YOUR INSTRUCTIONS: Copy all of the data below exactly as it is given.

SUPPLIED DATA:

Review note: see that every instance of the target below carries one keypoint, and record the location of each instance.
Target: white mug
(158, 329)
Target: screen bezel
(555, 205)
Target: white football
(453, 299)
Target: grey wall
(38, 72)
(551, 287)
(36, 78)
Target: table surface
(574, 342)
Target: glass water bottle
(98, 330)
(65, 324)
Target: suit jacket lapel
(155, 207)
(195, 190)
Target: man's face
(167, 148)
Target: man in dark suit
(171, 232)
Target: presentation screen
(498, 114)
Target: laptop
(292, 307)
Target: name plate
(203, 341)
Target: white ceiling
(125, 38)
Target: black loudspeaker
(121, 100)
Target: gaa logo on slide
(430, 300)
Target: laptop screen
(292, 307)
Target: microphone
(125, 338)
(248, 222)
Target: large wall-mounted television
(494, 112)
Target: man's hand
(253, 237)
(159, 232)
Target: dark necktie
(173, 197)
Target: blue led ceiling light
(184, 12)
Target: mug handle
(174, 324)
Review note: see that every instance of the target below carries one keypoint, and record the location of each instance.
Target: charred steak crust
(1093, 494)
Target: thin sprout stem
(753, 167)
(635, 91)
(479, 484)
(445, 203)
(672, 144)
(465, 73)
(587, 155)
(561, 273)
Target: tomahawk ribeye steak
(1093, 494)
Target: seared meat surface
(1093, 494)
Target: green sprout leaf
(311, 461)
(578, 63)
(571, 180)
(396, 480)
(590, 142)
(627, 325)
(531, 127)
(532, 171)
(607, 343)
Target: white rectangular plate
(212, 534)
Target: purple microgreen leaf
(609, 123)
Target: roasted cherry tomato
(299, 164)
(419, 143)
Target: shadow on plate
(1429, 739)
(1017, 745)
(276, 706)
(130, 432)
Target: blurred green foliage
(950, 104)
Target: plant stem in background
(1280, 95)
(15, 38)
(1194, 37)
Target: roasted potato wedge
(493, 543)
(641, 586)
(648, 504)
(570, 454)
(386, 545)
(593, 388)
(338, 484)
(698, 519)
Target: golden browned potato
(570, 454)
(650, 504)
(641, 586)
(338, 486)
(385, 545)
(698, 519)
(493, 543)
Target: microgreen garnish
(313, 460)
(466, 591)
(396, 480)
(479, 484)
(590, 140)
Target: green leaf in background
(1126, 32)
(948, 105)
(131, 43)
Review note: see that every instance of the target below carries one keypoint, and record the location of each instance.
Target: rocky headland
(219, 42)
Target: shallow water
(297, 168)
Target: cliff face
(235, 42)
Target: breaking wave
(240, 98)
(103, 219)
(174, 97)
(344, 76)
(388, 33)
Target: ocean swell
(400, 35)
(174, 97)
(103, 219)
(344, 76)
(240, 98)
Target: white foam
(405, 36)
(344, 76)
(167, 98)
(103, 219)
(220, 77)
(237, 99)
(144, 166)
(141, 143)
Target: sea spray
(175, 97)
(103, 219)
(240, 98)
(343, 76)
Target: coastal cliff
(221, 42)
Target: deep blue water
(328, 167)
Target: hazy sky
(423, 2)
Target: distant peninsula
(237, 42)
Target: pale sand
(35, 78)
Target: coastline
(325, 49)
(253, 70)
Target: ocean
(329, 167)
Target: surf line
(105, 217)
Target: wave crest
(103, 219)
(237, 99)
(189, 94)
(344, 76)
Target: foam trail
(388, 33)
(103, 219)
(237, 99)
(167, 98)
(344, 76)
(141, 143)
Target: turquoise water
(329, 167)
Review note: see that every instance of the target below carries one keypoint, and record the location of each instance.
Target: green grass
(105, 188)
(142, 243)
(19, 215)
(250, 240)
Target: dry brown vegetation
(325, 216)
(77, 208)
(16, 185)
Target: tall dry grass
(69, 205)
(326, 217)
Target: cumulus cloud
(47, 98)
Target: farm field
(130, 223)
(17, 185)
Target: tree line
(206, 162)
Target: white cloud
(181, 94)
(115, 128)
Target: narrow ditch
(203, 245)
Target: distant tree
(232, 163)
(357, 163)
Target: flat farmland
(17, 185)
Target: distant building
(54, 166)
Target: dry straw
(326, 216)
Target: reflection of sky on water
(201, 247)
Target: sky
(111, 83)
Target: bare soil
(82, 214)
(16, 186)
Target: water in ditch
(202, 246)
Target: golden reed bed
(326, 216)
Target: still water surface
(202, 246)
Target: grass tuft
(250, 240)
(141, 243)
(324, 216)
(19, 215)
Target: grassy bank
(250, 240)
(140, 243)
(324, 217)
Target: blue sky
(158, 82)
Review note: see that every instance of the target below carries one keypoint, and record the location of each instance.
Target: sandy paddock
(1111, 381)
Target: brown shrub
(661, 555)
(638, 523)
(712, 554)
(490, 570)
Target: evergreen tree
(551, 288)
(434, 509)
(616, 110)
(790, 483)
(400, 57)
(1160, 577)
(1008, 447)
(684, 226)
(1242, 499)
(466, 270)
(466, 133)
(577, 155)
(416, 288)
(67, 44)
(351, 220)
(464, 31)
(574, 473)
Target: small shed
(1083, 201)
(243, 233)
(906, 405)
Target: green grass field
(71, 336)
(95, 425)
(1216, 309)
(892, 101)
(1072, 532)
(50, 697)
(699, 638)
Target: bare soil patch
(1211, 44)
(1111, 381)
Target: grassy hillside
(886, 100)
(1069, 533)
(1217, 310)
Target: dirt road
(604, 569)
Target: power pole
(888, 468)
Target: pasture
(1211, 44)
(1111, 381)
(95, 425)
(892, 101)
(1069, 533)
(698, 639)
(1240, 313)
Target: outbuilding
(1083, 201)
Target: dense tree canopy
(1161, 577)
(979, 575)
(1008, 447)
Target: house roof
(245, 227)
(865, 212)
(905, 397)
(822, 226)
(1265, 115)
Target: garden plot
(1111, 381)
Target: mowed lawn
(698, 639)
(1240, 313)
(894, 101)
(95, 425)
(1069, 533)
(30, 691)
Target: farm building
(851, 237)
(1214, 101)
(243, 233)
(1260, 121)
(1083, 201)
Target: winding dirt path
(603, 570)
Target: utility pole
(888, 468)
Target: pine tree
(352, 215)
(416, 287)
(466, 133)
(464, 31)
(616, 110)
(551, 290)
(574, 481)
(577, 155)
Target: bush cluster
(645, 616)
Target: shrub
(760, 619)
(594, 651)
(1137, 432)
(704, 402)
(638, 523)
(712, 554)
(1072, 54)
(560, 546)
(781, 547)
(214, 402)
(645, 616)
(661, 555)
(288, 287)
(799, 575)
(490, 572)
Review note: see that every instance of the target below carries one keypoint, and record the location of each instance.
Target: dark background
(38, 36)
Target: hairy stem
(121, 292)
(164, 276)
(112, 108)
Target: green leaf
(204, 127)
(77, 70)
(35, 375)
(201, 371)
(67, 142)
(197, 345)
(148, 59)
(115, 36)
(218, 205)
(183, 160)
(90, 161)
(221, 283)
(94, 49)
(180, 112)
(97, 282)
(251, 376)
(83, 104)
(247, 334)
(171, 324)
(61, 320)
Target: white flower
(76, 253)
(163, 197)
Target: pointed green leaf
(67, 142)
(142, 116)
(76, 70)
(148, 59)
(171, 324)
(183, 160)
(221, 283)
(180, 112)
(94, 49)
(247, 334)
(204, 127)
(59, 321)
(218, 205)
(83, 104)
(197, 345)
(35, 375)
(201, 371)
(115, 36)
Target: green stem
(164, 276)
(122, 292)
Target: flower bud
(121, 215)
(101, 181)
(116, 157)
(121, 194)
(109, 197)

TASK OUTPUT:
Review note: see that every instance of the target below carries one keypoint, and record the location of each instance.
Target: white mug
(158, 329)
Target: screen bezel
(555, 205)
Target: white football
(453, 299)
Target: grey wall
(38, 72)
(551, 287)
(36, 78)
Target: table surface
(574, 342)
Target: glass water bottle
(98, 330)
(65, 324)
Target: suit jacket lapel
(155, 207)
(195, 190)
Target: man's face
(167, 148)
Target: man in dark suit
(171, 232)
Target: presentation screen
(498, 114)
Target: laptop
(292, 307)
Target: name plate
(203, 341)
Target: white ceiling
(125, 38)
Target: black loudspeaker
(121, 100)
Target: gaa logo on slide
(430, 300)
Target: laptop screen
(292, 307)
Target: microphone
(125, 338)
(248, 222)
Target: large wall-mounted television
(494, 112)
Target: man's hand
(253, 237)
(159, 232)
Target: dark necktie
(173, 197)
Target: blue led ceiling light
(184, 12)
Target: mug handle
(174, 324)
Review note: see that every instance of the target below carries one keypoint, and record the location of each instance.
Target: charred steak crust
(1093, 494)
Target: thin sprout stem
(753, 167)
(635, 91)
(479, 484)
(445, 203)
(672, 144)
(465, 73)
(587, 155)
(561, 273)
Target: tomahawk ribeye steak
(1093, 494)
Target: seared meat surface
(1093, 494)
Target: green sprout leaf
(311, 461)
(578, 63)
(571, 180)
(396, 480)
(590, 142)
(627, 325)
(531, 127)
(532, 171)
(607, 343)
Target: white rectangular plate
(212, 534)
Target: purple microgreen leaf
(609, 123)
Target: roasted cherry tomato
(299, 164)
(419, 143)
Target: shadow on plate
(1429, 739)
(1017, 745)
(276, 706)
(130, 432)
Target: blurred green foliage
(950, 104)
Target: plant stem in background
(1280, 95)
(15, 38)
(1194, 37)
Target: roasted potato wedge
(493, 543)
(641, 586)
(648, 504)
(570, 454)
(386, 545)
(593, 388)
(338, 484)
(698, 519)
Target: golden browned potato
(570, 454)
(650, 504)
(641, 586)
(338, 486)
(385, 545)
(698, 519)
(493, 543)
Target: microgreen garnish
(313, 460)
(466, 591)
(396, 480)
(479, 484)
(590, 140)
Target: green leaf in background
(1126, 32)
(948, 105)
(131, 43)
Review note: see that every instance of the target below carries one keypoint, and record the location of each instance.
Target: rocky headland
(219, 42)
Target: shallow water
(297, 168)
Target: cliff face
(235, 42)
Target: breaking wave
(240, 98)
(103, 219)
(174, 97)
(344, 76)
(388, 33)
Target: ocean swell
(400, 35)
(174, 97)
(103, 219)
(344, 76)
(240, 98)
Target: white foam
(405, 36)
(344, 76)
(167, 98)
(103, 219)
(220, 77)
(237, 99)
(144, 166)
(141, 143)
Target: sea spray
(175, 97)
(103, 219)
(240, 98)
(343, 76)
Target: coastal cliff
(221, 42)
Target: deep blue water
(328, 167)
Target: hazy sky
(423, 2)
Target: distant peninsula
(237, 42)
Target: pale sand
(35, 78)
Target: coastline
(325, 49)
(253, 70)
Target: ocean
(329, 167)
Target: surf line
(105, 217)
Target: wave crest
(103, 219)
(237, 99)
(189, 94)
(344, 76)
Target: foam trail
(388, 33)
(103, 219)
(237, 99)
(167, 98)
(344, 76)
(141, 143)
Target: turquoise water
(329, 167)
Review note: see that every instance of the target below carries one keypoint, and record the location of each instance.
Target: green grass
(105, 188)
(142, 243)
(19, 215)
(250, 240)
Target: dry brown vegetation
(325, 216)
(77, 208)
(16, 185)
Target: tall dry grass
(69, 205)
(326, 217)
Target: cumulus cloud
(47, 98)
Target: farm field
(130, 223)
(17, 185)
Target: tree line
(206, 162)
Target: white cloud
(181, 94)
(115, 128)
Target: narrow ditch
(203, 245)
Target: distant tree
(232, 163)
(357, 163)
Target: flat farmland
(17, 185)
Target: distant building
(54, 166)
Target: dry straw
(326, 216)
Target: reflection of sky on water
(201, 247)
Target: sky
(111, 83)
Target: bare soil
(82, 214)
(16, 186)
Target: water in ditch
(202, 246)
Target: golden reed bed
(326, 216)
Target: still water surface
(202, 246)
Target: grass tuft
(250, 240)
(141, 243)
(324, 216)
(19, 215)
Target: grassy bank
(250, 240)
(140, 243)
(324, 217)
Target: blue sky
(158, 82)
Review note: see that every instance of the target below carries one keypoint, and record the location of each instance.
Target: sandy paddock
(1111, 381)
Target: brown shrub
(661, 555)
(638, 523)
(712, 554)
(490, 570)
Target: evergreen tree
(551, 288)
(434, 509)
(616, 110)
(790, 483)
(400, 57)
(1160, 577)
(1008, 447)
(684, 226)
(1242, 499)
(466, 270)
(466, 133)
(577, 155)
(416, 288)
(67, 44)
(351, 220)
(464, 31)
(574, 473)
Target: small shed
(1083, 201)
(243, 233)
(906, 405)
Target: green grass field
(71, 336)
(95, 425)
(1216, 309)
(892, 101)
(1072, 532)
(50, 697)
(699, 638)
Target: bare soil patch
(1211, 44)
(1111, 381)
Target: grassy hillside
(886, 100)
(1069, 533)
(1217, 310)
Target: dirt road
(604, 569)
Target: power pole
(888, 468)
Target: pasture
(1211, 44)
(1111, 381)
(95, 425)
(892, 101)
(1069, 533)
(698, 639)
(1240, 313)
Target: outbuilding
(1083, 201)
Target: dense tree canopy
(1161, 577)
(979, 575)
(1008, 447)
Target: house roof
(245, 227)
(865, 212)
(905, 397)
(822, 226)
(1265, 115)
Target: garden plot
(1111, 381)
Target: mowed lawn
(698, 639)
(1240, 313)
(894, 101)
(95, 425)
(1069, 533)
(30, 691)
Target: farm building
(851, 237)
(1214, 101)
(243, 233)
(1260, 121)
(1083, 201)
Target: winding dirt path
(603, 570)
Target: utility pole
(888, 468)
Target: pine tree
(352, 215)
(416, 287)
(466, 133)
(464, 31)
(616, 110)
(551, 290)
(574, 481)
(577, 155)
Target: bush cluster
(645, 616)
Target: shrub
(760, 619)
(594, 651)
(1137, 432)
(704, 402)
(638, 523)
(712, 554)
(1072, 54)
(560, 546)
(781, 547)
(214, 402)
(645, 616)
(661, 555)
(288, 287)
(799, 575)
(490, 572)
Review note: see that every instance of the target below carries one keypoint, and record the location of each instance.
Target: dark background
(38, 36)
Target: hairy stem
(121, 292)
(164, 276)
(112, 108)
Target: green leaf
(204, 127)
(77, 70)
(35, 375)
(201, 371)
(67, 142)
(197, 345)
(148, 59)
(115, 36)
(218, 205)
(183, 160)
(90, 161)
(221, 283)
(94, 49)
(180, 112)
(97, 282)
(251, 376)
(83, 104)
(247, 334)
(171, 324)
(61, 320)
Target: white flower
(76, 253)
(163, 197)
Target: pointed green leaf
(67, 142)
(142, 116)
(76, 70)
(148, 59)
(171, 324)
(183, 160)
(221, 283)
(180, 112)
(94, 49)
(247, 334)
(204, 127)
(59, 321)
(218, 205)
(83, 104)
(197, 345)
(35, 375)
(201, 371)
(115, 36)
Target: green stem
(164, 276)
(122, 292)
Target: flower bud
(121, 215)
(101, 181)
(116, 157)
(121, 194)
(109, 197)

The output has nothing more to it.